● ACTIVITY
In the penguin chick announcement below, copy out the part that opens with the words containing "The chick was" and closes with "on public exhibit.", renaming "Eva" to "Ella" throughout.

EXERCISE PASSAGE section start

ENDANGERED HUMBOLDT PENGUIN CHICK HATCHES

AT THE

THE MILWAUKEE COUNTY ZOO

The Milwaukee County Zoo is pleased to announce the hatching of a Humboldt penguin chick on May 20. This marks the first Humboldt penguin hatching at the Zoo since the summer of 2002. During the course of that year, nearly half of the penguin flock died due to complications related to the West Nile Virus.

“We’re extremely excited and cautiously optimistic with the hatching of this chick,” says Kim Smith, the Zoo’s curator of birds. “This chick reflects a very significant conservation effort because these birds have a highly endangered status.”

The chick was born to parents Jack and Eva. Jack was born at the Milwaukee County Zoo in 1991, and Eva, born in 1995, arrived from the Portland Zoo last year. Jack has never bred, but Eva is an experienced mother, having raised a chick in Portland. Both Jack and Eva are doing an exceptional job raising the chick. It will take at least 4 to 8 months for the chick to swim on its own, and on public exhibit.

As of July 11, the female chick weighed 3.175 kilograms. The chick has been named Titi by one of the Chilean researchers working with the Zoo on an ongoing basis as part of a long-term Humboldt penguin census project. The project was initiated in 1994.

EXERCISE PASSAGE section end
ENTRIES SHOWN section start

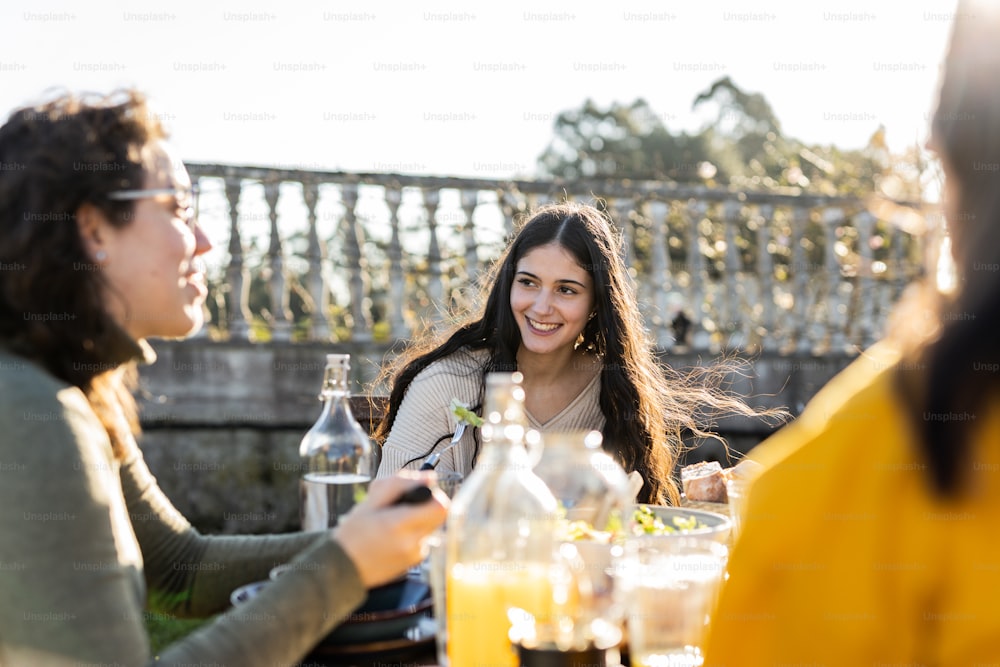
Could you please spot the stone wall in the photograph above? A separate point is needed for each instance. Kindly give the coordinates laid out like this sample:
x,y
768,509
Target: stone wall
x,y
222,421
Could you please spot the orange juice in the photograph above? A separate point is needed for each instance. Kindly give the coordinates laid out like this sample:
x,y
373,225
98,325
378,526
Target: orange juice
x,y
479,595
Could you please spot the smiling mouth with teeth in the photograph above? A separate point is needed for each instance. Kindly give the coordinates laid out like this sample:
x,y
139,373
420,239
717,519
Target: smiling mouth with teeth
x,y
542,327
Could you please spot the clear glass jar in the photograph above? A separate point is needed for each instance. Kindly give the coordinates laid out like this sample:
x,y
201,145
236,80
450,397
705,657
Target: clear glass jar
x,y
335,454
594,500
500,537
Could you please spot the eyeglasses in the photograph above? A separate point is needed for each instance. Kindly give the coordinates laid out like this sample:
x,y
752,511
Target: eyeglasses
x,y
190,216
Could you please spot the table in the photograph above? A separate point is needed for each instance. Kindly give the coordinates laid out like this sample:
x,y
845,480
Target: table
x,y
425,653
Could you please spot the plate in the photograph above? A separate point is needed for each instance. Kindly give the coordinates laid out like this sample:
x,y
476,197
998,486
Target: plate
x,y
711,524
418,642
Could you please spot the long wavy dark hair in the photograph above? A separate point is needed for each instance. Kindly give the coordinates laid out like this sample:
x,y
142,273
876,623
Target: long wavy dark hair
x,y
959,360
647,407
66,152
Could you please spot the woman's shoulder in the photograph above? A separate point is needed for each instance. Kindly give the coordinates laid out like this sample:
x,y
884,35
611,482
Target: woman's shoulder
x,y
38,405
23,384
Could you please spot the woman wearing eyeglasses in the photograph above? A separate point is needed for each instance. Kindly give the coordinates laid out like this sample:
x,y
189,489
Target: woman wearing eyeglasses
x,y
98,248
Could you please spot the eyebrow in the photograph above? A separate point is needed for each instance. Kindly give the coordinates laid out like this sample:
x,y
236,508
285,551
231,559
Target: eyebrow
x,y
561,281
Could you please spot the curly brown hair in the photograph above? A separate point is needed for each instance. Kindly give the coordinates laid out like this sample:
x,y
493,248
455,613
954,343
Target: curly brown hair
x,y
648,407
57,156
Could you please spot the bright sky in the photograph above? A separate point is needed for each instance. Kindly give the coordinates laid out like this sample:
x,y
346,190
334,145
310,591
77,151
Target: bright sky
x,y
471,89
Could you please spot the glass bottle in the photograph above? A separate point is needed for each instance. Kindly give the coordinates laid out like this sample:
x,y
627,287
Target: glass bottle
x,y
336,454
500,537
592,491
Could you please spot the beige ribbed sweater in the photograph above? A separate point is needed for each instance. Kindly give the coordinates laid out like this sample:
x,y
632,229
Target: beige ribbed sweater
x,y
425,414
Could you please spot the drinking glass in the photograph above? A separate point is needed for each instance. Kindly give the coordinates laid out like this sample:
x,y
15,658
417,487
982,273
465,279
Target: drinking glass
x,y
671,584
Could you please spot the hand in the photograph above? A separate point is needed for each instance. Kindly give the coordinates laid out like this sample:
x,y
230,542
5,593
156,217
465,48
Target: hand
x,y
384,540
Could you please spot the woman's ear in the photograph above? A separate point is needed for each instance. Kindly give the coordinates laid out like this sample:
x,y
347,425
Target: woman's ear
x,y
91,223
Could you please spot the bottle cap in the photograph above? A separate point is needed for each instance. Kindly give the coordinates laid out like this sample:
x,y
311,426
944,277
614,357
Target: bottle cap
x,y
334,360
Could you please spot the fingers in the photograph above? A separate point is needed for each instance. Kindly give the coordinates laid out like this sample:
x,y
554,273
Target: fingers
x,y
382,492
384,539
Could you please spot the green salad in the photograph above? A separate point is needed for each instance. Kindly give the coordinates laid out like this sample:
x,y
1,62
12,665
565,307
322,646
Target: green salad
x,y
464,414
644,522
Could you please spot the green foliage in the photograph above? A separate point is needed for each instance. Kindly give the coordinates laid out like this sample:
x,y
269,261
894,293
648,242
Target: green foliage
x,y
164,630
742,147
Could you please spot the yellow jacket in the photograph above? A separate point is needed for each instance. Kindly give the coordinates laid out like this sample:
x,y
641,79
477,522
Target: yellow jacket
x,y
847,556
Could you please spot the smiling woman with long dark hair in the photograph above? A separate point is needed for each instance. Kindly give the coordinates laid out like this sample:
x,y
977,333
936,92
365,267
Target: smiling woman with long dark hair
x,y
559,308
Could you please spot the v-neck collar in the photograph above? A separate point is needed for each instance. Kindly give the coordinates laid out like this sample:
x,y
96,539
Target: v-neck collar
x,y
534,423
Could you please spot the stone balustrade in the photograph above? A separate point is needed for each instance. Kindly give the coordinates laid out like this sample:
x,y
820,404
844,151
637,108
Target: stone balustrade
x,y
796,283
384,256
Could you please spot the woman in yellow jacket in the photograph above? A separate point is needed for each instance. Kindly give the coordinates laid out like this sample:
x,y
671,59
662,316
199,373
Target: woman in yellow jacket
x,y
871,537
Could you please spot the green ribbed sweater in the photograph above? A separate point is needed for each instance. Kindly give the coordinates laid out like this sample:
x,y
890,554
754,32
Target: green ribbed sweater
x,y
86,541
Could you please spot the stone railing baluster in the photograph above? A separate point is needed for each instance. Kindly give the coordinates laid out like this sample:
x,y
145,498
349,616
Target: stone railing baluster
x,y
765,279
731,311
435,284
236,273
397,279
319,328
835,306
661,280
357,266
865,223
281,325
695,213
800,281
469,201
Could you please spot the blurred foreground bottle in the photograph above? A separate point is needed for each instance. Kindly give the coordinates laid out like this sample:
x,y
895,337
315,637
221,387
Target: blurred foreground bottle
x,y
336,454
500,537
592,492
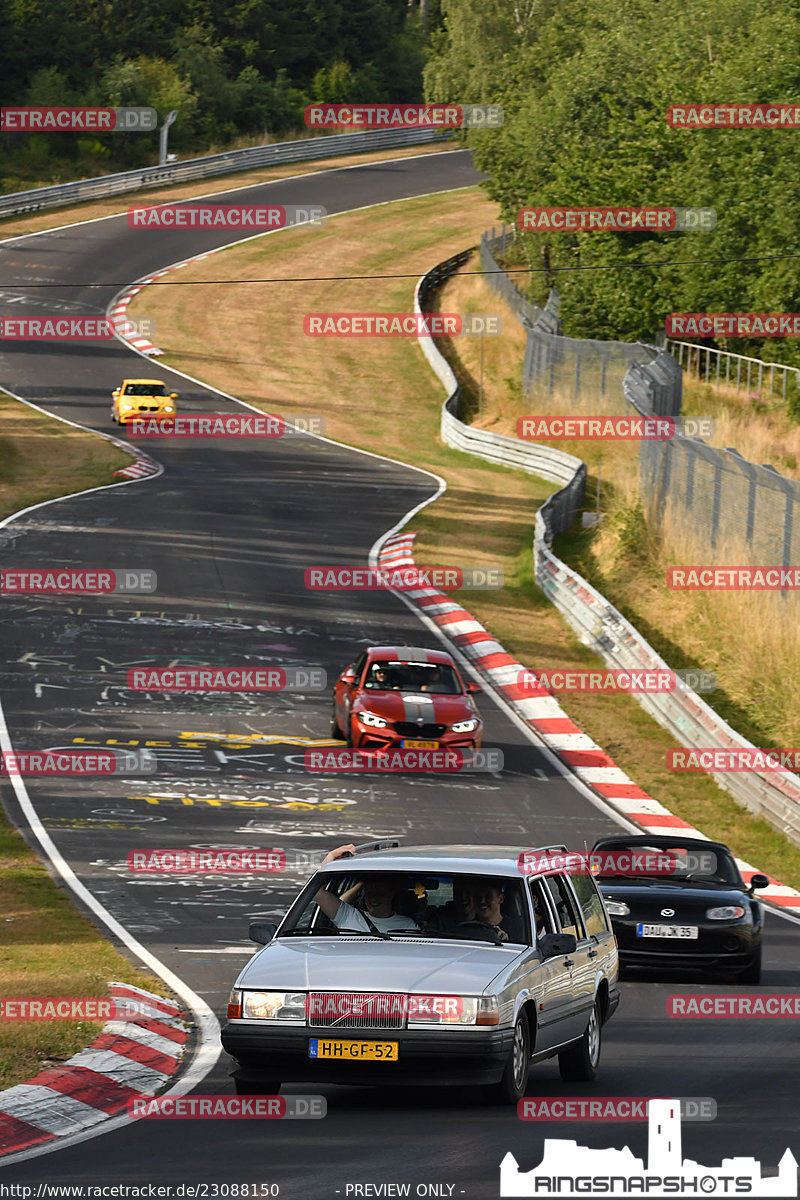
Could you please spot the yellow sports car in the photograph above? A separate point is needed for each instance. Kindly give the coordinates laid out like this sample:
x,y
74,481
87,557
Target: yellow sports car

ENTRIES SHOWN section end

● TASK SOLUTION
The chick was born to parents Jack and Ella. Jack was born at the Milwaukee County Zoo in 1991, and Ella, born in 1995, arrived from the Portland Zoo last year. Jack has never bred, but Ella is an experienced mother, having raised a chick in Portland. Both Jack and Ella are doing an exceptional job raising the chick. It will take at least 4 to 8 months for the chick to swim on its own, and on public exhibit.